Stated task -
Pick out and copy every line in the records below that contains the string "wing". Match case exactly.

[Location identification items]
● ● ●

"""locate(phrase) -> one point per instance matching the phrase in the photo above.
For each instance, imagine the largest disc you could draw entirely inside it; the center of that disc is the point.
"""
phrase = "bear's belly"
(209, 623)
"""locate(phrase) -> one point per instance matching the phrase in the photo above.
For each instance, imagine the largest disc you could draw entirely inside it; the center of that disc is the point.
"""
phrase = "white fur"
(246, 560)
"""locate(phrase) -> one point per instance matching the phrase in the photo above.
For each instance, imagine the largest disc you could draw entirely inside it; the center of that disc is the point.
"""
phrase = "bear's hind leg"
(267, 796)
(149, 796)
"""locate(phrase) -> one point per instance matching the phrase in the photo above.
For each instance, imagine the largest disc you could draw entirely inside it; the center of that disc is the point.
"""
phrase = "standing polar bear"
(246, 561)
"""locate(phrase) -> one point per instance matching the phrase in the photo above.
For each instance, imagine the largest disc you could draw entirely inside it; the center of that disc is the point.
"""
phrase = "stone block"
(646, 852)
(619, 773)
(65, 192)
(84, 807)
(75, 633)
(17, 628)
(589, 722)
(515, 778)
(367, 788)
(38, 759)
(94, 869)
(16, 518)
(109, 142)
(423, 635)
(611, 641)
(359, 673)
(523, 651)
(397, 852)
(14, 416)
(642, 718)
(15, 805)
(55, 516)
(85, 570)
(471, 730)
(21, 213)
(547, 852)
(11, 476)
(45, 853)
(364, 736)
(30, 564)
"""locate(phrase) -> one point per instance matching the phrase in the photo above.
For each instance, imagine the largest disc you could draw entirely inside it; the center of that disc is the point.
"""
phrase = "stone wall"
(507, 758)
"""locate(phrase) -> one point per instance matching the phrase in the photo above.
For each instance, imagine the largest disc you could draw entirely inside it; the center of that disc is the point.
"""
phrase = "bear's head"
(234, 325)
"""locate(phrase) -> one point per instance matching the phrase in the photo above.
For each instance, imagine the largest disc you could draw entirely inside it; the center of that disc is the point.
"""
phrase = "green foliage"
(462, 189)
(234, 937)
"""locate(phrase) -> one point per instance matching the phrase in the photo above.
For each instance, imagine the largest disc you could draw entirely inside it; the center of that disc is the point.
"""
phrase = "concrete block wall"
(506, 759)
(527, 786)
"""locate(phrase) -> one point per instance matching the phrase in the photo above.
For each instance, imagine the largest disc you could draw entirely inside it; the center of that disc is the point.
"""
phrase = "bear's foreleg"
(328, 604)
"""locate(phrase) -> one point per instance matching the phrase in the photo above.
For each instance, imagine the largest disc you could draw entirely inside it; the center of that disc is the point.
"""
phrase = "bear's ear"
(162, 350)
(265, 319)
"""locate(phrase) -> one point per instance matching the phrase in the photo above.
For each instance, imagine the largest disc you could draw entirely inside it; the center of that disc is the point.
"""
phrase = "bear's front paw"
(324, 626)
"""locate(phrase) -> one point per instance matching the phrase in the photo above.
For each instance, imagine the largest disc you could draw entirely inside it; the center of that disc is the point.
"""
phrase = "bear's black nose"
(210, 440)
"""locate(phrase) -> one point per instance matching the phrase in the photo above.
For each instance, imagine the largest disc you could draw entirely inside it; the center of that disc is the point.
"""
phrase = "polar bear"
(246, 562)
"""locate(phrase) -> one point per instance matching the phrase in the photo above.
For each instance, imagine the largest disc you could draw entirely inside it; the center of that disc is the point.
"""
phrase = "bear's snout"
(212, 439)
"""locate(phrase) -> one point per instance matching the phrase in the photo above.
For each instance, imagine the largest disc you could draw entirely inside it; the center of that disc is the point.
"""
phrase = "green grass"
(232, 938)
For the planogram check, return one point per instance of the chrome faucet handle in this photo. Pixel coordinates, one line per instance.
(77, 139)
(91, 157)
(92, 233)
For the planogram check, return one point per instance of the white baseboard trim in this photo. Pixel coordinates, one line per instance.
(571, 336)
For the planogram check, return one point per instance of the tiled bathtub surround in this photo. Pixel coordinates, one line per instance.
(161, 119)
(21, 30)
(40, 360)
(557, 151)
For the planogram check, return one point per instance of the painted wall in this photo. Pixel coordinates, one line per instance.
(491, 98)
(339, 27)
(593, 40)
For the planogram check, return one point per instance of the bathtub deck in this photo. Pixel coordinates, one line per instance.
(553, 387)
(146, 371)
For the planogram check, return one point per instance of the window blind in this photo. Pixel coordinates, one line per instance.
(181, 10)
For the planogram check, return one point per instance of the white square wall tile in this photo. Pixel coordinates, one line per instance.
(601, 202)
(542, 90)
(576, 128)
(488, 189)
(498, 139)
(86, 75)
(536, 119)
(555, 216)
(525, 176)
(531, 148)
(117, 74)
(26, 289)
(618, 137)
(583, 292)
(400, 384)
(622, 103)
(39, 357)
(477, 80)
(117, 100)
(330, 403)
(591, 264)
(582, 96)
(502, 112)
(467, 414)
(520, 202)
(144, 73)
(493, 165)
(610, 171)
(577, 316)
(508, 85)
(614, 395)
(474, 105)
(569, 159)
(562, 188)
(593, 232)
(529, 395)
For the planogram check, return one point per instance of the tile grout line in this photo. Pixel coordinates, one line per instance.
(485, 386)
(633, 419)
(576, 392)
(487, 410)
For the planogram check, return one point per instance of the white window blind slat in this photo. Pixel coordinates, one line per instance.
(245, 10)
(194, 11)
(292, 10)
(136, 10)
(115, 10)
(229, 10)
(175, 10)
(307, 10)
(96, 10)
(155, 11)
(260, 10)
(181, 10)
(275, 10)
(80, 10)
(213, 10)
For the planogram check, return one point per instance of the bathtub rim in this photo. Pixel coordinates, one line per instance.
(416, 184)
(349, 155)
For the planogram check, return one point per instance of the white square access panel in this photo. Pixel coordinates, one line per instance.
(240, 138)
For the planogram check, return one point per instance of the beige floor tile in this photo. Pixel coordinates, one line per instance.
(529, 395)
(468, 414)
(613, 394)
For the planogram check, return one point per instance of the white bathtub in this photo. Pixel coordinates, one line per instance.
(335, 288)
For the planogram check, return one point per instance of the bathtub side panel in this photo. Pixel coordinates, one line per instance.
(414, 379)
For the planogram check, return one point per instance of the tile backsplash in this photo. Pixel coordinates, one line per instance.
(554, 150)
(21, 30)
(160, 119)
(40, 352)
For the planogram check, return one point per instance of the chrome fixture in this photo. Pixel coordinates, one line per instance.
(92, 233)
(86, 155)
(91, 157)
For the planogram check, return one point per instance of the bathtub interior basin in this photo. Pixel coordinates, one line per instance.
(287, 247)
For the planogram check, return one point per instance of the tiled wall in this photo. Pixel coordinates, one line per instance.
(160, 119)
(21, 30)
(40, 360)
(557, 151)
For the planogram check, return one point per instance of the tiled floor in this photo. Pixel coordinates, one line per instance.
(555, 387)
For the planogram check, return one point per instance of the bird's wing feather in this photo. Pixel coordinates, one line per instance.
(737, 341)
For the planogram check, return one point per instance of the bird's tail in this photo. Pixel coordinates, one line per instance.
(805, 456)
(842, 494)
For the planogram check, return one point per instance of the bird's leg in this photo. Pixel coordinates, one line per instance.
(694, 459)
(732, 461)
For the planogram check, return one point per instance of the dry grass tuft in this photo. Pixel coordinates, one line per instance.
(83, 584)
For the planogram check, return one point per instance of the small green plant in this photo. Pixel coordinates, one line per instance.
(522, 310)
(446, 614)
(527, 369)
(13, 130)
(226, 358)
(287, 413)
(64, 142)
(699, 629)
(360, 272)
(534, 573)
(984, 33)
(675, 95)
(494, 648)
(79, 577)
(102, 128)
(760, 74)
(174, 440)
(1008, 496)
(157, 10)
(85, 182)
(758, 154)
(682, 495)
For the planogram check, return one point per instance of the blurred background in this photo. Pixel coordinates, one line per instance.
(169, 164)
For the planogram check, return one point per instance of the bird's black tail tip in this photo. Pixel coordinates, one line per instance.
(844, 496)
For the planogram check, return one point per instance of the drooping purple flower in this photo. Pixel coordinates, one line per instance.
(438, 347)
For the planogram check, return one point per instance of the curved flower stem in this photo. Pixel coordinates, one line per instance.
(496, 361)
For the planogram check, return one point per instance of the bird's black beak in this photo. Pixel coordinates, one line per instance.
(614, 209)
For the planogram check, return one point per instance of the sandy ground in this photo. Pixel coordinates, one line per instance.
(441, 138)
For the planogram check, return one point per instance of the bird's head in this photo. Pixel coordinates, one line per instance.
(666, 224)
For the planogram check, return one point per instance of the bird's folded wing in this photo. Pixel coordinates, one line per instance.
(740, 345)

● ● ●

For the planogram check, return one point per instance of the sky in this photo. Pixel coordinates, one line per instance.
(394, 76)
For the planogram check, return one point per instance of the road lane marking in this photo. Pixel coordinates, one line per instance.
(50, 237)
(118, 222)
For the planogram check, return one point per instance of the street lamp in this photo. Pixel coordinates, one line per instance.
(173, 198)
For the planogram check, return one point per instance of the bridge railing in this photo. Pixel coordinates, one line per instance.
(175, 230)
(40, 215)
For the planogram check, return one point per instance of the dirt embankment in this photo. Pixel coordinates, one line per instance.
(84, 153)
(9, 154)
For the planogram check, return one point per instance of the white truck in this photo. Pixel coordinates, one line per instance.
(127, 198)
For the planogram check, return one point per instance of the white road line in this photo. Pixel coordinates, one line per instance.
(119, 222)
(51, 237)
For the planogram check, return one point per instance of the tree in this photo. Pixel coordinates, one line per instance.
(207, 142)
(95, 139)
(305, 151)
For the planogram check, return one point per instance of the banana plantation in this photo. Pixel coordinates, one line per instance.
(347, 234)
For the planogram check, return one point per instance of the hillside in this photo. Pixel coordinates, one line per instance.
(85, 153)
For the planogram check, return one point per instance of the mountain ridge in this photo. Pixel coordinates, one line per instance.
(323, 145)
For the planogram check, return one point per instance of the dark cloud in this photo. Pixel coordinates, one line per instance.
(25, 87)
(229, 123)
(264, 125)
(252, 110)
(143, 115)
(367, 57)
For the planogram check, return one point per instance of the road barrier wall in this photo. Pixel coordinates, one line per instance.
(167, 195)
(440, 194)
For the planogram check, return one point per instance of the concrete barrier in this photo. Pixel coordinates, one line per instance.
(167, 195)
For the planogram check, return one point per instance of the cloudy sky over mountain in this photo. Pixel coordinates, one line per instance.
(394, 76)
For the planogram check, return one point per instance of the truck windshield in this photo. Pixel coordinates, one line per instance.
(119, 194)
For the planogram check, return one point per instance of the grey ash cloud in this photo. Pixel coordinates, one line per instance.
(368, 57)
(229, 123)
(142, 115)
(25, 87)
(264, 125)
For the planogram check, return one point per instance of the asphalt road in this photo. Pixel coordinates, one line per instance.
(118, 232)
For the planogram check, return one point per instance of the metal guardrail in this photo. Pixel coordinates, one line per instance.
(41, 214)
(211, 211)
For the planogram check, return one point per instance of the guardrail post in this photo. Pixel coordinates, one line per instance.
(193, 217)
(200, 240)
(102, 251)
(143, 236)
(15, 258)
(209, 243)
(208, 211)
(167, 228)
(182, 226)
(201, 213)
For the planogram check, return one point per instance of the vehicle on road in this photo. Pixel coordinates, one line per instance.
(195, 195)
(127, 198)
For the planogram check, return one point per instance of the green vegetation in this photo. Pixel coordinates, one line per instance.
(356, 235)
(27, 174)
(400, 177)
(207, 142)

● ● ●

Solution below -
For the planogram check, return one point per instance of the bird's wing feather in this photo. Pixel coordinates, one line per instance.
For the planogram check, return one point per instance of the bird's folded wing in this photo. Pixel coordinates, one line per instance.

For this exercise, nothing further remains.